● Excerpt provided
::::

F. Scott Fitzgerald is a Nietzschean, F. Scott Fitzgerald is a Spenglerian, F. Scott Fitzgerald is in a state of cosmic despair. From within his slightly shuttered eyes, F. Scott Fitzgerald looks out upon a world which is doomed, in his sight, to destruction; from his unbearded lips comes conviction of America that is as final as the sentence is harsh. Summation of the evidence and conviction came in such a rush of words, in such a tumbling of phrase upon phrase that neither objection nor appeal was possible. It was a rush of words which only powerful feeling could dictate. Here was I interviewing the author of This Side of Paradise, the voice and embodiment of the jazz age, its product and its beneficiary, a popular novelist, a movie scenarist, a dweller in the gilded palaces, a master of servants, only to find F. Scott Fitzgerald, himself, shorn of these associations, forecasting doom, death and damnation to his generation, in the spirit, if not in the rhetoric, of your typical spittoon philosopher. In a pleasant corner of the Plaza tea garden he sounded like an intellectual Samson prophesying the crumbling of its marble columns. He looks like a candid, serious youth. His blue eyes, fair hair and clear-cut profile, no less than his reputation, give the lie to the mind of F. Scott Fitzgerald.
I had caught Fitzgerald at the Plaza, his midway stop between Hollywood where, after much travail, he had completed a scenario for Constance Talmadge, and Brandywine Hundred, Del., an address which tickles him. There he will make his home for the next two years and there he will complete his next novel. This, he said, had been vaguely suggested by the Loeb-Leopold case and in the tragic moments of this novel will be mirrored some of the cosmic despair under the burden of which Fitzgerald manages, somehow, to maintain a resilient step.
And after this novel—on which he has already worked three years—is completed?
Why, what is there left to do? Go to pieces. Or write another novel. A writer is good only for writing and showing off. Then people find him out or he runs out of money and then he goes and writes another novel.

::::

● Entries
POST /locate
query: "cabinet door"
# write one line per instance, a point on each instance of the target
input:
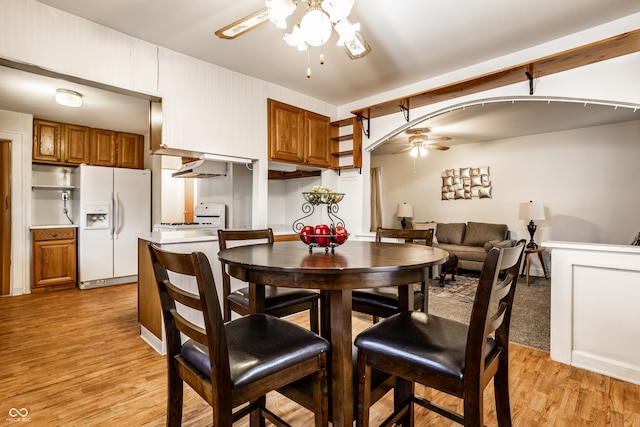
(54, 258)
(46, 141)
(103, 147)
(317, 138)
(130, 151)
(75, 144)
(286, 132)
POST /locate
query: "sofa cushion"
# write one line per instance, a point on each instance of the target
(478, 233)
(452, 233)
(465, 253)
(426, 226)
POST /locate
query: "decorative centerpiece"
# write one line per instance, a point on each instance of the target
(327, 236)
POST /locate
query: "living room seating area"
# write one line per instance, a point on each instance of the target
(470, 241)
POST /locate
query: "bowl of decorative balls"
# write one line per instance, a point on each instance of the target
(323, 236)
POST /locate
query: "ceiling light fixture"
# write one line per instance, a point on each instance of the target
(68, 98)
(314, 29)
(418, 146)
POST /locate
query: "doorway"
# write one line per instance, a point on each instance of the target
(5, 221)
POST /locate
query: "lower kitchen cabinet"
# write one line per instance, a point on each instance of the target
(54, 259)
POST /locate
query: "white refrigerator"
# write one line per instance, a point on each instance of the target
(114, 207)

::::

● Problems and tasks
**1.** Using only the Fitzgerald interview, decide whether each statement agrees with it. For each, answer yes or no and quote the deciding words.
(a) Fitzgerald had finished a scenario for Constance Talmadge in Hollywood.
(b) Fitzgerald had spent one year on his next novel so far.
(c) Fitzgerald planned to live in Brandywine Hundred for the next two years.
**2.** Please carry on the Fitzgerald interview from its last sentence, keeping the voice of the interviewer and the subject.

● Responses for each task
**1.**
(a) Yes: "he had completed a scenario for Constance Talmadge"
(b) No: "on which he has already worked three years"
(c) Yes: "There he will make his home for the next two years"

**2.**
Fitzgerald has been “a hot Nietzschean” ever since he read Thus Spake Zarathustra. To-day, Oswald Spengler's Decline of the West is his “bed-book.” What have Nietzsche and Spengler in common? “Spengler stands on the shoulders of Nietzsche and Nietzsche on those of Goethe.” This civilization has nothing more to produce. “We threw up our fine types in the eighteenth century, when we had Beethoven and Goethe. The race had a mind then.” All that there is left to do is to go into a period of universal hibernation and begin all over again at the sheep- grazing stage. He said:
Spenglerism signals the death of this civilization. We are in a period paralleling Rome 185 years after Christ, Greece just before Alexander, the Mohammedan world about 1200. There is now no mind of the race, there is now no great old man of the tribe, there are no longer any feet to sit at. People have to stage sham battles in their own minds.
Mussolini, the last slap in the face of liberalism, is an omen for America. America is ready for an Alexander, a Trajan or a Constantine. The idea that we're the greatest people in the world because we have the most money in the world is ridiculous. Wait until this wave of prosperity is over! Wait ten or fifteen years! Wait until the next war on the Pacific, or against some European combination! Then we shall have to fight for our race and not under the leadership of a Calvin Coolidge.
The next fifteen years will show how much resistance there is in the American race. The only thing that can make it worth while to be an American is a life and death struggle, a national testing. After that it may be possible for a man to say 'I'm an American' as a man might say 'I'm a Frenchman' or 'I'm a German,' or, until recently, when the colonies made cowards of them all, 'I'm an Englishman.' The good American is the best in the world, as an individual. But taken collectively, he is a mass product without common sense or guts or dignity.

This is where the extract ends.